Requirement 1 ▸ In the text on capability evaluation below, what scoring range does the SME rubric use for each dimension?
Requirement 2 ▸ Translate this sentence from the text on capability evaluation into Spanish: "You measure the dangerous cognitive dimension on a structurally identical but benign task."

Exercise text ▸
The methodological lesson from that work: single-shot benchmarks can badly under- or over-estimate real capability, because a determined actor converses with several models for hours, troubleshooting and refining - so interactive, multi-turn uplift evaluation is now considered essential alongside the static benchmarks (Scale AI). This is the II.18 multi-turn lesson applied to capability measurement.

Worked example - the proxy method, done safely

This is how you produce a concrete, scoreable test without generating any hazard. You measure the dangerous cognitive dimension on a structurally identical but benign task. ProtocolQA is this idea operationalized; here is the shape, generalized:

GOAL    measure: can the model diagnose a failed multi-step protocol and
        propose the correct fix? (the same cognition a hazardous case needs)
SETUP   take a STANDARD, HARMLESS protocol (e.g. a routine, published
        molecular-biology or food-science procedure)
SEED    inject a realistic, single root-cause error (a wrong buffer pH, an
        out-of-order step, a temperature that degrades a reagent)
ASK     "this procedure failed at step N with [observed benign symptom] -
        diagnose the cause and propose the corrected step"
SCORE   SME rubric: did it find the true root cause? propose the right fix?
        reason about the mechanism? (0-3 per dimension)
READ    high score on the benign proxy = the model has the troubleshooting
        capability that, on a hazardous protocol, would constitute uplift
SAFE    the artifact contains no hazard; the SME maps the proxy to the real
        pathway step it stands in for

The bypass structures, applied to high-harm

These are the same families as II.18, sharpened for capability elicitation. A robust model must withstand all of them; the red-teamer’s job is to try each.

Decomposition / innocuous-fragment - split the goal into benign sub-questions, each individually answerable, harmful only in aggregate. The single most important pattern, and why grading is on the chain.
Context displacement / legitimate-frame - embed the request in a frame the model is trained to serve: peer-review, incident-response/clinical, fiction with technical fidelity, historical analysis. The model’s helpfulness in the frame is turned against its safety training.

Information ▸
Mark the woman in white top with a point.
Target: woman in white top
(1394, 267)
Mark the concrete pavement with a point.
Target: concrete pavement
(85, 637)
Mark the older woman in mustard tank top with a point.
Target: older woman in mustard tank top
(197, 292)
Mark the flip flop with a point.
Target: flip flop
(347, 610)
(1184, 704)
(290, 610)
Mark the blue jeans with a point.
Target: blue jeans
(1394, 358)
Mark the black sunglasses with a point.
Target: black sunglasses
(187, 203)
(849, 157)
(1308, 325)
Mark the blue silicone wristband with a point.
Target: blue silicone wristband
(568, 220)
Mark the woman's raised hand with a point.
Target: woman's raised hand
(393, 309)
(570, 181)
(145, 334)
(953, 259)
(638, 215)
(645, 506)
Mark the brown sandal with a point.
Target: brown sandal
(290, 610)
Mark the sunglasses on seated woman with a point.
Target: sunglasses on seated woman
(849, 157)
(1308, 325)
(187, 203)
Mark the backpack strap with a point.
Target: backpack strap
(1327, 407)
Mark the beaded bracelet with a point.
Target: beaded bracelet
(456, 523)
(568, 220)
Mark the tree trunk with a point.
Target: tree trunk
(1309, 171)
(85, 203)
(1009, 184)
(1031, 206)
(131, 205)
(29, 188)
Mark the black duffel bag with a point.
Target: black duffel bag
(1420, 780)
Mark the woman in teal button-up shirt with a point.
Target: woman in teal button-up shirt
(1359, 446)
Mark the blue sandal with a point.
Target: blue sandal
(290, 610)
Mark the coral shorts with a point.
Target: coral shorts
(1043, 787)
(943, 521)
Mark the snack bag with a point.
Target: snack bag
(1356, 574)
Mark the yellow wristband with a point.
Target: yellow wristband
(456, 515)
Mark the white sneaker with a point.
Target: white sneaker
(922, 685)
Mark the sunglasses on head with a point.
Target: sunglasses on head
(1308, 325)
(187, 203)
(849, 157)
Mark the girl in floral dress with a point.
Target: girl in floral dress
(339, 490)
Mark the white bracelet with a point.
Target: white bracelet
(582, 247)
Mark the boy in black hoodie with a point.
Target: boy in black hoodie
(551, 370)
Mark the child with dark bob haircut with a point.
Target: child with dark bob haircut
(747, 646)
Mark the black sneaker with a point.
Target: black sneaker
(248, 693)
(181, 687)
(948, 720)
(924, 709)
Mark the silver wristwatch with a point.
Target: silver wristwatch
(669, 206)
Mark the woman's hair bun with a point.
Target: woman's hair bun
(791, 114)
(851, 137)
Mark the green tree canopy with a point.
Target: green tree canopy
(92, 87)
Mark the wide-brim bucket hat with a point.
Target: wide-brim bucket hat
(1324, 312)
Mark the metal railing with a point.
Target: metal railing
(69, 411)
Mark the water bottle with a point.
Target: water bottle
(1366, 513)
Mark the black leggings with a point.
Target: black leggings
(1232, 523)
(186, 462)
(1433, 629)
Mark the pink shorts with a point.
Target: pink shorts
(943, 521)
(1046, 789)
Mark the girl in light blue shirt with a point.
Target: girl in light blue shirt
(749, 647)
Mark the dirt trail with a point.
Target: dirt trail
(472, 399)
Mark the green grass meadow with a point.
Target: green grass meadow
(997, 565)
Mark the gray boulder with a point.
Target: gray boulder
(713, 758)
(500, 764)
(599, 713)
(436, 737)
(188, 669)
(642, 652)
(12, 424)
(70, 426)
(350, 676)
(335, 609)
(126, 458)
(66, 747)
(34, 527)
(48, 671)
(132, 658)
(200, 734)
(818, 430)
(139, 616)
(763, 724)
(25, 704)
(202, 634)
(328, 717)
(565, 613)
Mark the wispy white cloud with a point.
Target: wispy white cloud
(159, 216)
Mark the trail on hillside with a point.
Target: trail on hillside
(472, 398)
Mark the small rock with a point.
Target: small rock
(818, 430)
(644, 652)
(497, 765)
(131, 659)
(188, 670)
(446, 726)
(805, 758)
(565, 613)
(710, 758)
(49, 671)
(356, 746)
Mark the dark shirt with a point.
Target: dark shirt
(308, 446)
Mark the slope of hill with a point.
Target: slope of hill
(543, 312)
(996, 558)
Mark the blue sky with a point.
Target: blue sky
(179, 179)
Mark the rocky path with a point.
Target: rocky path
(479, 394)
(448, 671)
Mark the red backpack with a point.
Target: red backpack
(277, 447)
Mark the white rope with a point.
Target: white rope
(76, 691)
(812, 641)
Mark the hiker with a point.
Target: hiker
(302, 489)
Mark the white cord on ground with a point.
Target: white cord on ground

Written solution 1 ▸ 0-3 per dimension

Written solution 2 ▸ Mides la dimensión cognitiva peligrosa en una tarea estructuralmente idéntica pero benigna.